### [DATASET]

##############################

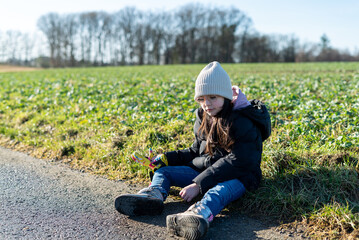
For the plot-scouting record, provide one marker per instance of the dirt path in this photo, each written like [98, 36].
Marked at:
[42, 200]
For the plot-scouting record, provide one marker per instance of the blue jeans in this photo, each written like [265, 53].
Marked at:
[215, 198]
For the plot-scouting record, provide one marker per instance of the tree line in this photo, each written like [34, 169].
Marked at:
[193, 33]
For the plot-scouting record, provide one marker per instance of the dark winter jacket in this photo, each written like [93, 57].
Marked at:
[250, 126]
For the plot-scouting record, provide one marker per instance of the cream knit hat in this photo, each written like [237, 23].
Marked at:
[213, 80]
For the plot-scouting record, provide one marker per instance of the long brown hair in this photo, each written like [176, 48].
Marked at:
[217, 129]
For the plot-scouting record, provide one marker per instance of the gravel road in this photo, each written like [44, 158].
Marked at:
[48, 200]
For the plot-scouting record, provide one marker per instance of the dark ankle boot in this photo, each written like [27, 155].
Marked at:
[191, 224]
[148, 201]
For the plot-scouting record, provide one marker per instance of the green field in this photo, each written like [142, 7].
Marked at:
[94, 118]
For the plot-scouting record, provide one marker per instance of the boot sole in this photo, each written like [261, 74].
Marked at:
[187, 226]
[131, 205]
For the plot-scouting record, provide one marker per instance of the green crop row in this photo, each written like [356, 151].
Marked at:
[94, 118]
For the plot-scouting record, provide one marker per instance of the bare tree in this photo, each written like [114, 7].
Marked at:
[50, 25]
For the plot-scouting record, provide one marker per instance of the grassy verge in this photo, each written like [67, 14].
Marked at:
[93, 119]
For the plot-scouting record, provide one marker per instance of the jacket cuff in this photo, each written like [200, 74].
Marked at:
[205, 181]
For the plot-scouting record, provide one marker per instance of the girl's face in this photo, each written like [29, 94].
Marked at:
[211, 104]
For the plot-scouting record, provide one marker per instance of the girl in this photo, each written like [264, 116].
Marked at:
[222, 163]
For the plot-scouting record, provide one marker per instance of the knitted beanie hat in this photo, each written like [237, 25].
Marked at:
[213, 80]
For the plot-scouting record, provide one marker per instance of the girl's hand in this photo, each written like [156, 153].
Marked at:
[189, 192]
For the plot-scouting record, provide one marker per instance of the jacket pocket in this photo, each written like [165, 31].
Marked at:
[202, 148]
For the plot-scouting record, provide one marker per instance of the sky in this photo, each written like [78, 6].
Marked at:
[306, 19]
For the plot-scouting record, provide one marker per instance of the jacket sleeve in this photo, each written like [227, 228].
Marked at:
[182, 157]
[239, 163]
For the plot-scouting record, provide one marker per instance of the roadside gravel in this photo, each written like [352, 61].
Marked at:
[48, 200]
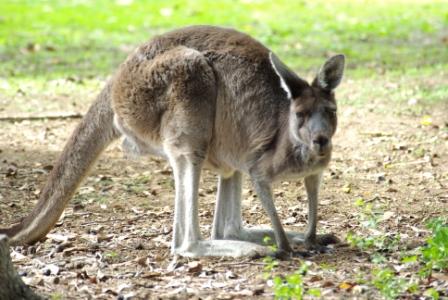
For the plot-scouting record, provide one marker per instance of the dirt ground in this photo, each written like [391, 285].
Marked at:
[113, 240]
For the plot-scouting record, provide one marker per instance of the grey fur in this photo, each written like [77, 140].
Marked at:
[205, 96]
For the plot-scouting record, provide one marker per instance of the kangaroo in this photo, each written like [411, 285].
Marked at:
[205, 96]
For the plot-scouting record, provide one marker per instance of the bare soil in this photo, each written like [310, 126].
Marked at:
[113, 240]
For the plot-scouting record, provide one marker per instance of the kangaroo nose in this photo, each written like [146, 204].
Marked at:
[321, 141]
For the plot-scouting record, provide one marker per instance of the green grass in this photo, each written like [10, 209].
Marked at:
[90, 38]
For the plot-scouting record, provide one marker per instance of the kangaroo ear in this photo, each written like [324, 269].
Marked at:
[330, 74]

##############################

### [INSTRUCTIONS FOR THE TASK]
The pictures should not appear in the copy; every other part of the records above must be returned exactly.

### [RESULT FOR THIS TASK]
For the plot-scouting record, provide one marker per instance of the dirt path in this photo, each written like [98, 36].
Marked at:
[42, 200]
For the plot-scouting record, provide one marker per instance of the blue jeans in this photo, each written like [265, 53].
Marked at:
[215, 198]
For the plot-scouting record, provide one marker per instance of the tree line in this photo, each written like [34, 169].
Marked at:
[193, 33]
For the plot-scouting record, provide one marker per instance of the dark winter jacket in this photo, each written like [93, 57].
Marked at:
[250, 126]
For the plot-scouting record, provide one marker per instance of the cream knit hat in this photo, each written like [237, 23].
Marked at:
[213, 80]
For the plot-scouting record, provide one marker per instance of the long brown hair in this photo, each written like [176, 48].
Marked at:
[217, 129]
For the plot-scouting record, provide one marker per instance of the gravel road in this photo, each written like [44, 158].
Marked at:
[48, 200]
For the plot-scouting record, provide one marker per instance of the dark ankle boot in this photo, each written like [27, 155].
Marked at:
[191, 224]
[148, 201]
For the plot-scouting record, provide one marker per instance of the green field in this photo, each written like [142, 7].
Marked at:
[94, 118]
For the plot-scouting record, provide one marker per instance of the boot sole in this photo, each written like [261, 74].
Marked at:
[187, 226]
[131, 205]
For the plot-scouting record, provide one marker per instance of the green crop row in this photo, each written like [356, 151].
Marked at:
[94, 118]
For the plot-scouting record, provide one marker per instance of the bare tree in this photo, each written like [114, 7].
Marked at:
[50, 25]
For the plot-scouting record, provide one marker per instance of the grassy verge in this photo, each written like [67, 14].
Marked at:
[93, 119]
For the plot-scouting record, provide one marker per instance of the jacket cuff in this photo, each written like [200, 74].
Marked at:
[205, 181]
For the plot-scouting record, provide one marker per instance of the girl's face in this photo, each written like [29, 94].
Marked at:
[211, 104]
For the plot-scouting record, provide one marker per instance of the girl in this photo, each written like [264, 116].
Marked at:
[222, 163]
For the plot-scouting record, provide one marker per instance of the knitted beanie hat in this photo, each written like [237, 25].
Marked at:
[213, 80]
For the plot-scouting record, provide one marker per instance of the girl's hand in this photo, each written like [156, 153].
Marked at:
[189, 192]
For the plot-scouting record, provide one marker per instance of the jacket pocket in this photo, each written like [165, 31].
Marked at:
[202, 148]
For the plot-scouting record, provide one marker per instance of the sky in this photo, each written like [78, 6].
Marked at:
[306, 19]
For the plot-scouting record, provide one marker per instance of the jacket sleeve in this photo, each written like [227, 228].
Marked at:
[182, 157]
[239, 163]
For the plot-scouting record, provide one marker per instance of the roadside gravel in this photo, each written like [352, 61].
Marked at:
[48, 200]
For the plot-scouting record, provide one marker per instance of the dirt ground in this photo, each written like [391, 285].
Marked at:
[113, 240]
For the plot-scouting record, provide one marker per instance of the grey fur in this photo, each written like [77, 140].
Marked at:
[205, 96]
For the plot-scouting record, provide one marker per instance of the kangaroo in this photo, each written like [411, 285].
Marked at:
[205, 96]
For the plot-scouting record, provide one marker per instance of the bare soil in this photo, each written like [310, 126].
Marked at:
[113, 240]
For the plot-scouting record, provide one marker per instance of the kangaroo nose in this photo, each written like [146, 204].
Marked at:
[321, 141]
For the plot-scouting record, provide one marker per instance of the green grass in this photo, each written like [10, 209].
Marked at:
[90, 38]
For the plot-scouting record, provide one marker per instance of the kangaroo ear in this photo, each written like [324, 269].
Marked at:
[330, 74]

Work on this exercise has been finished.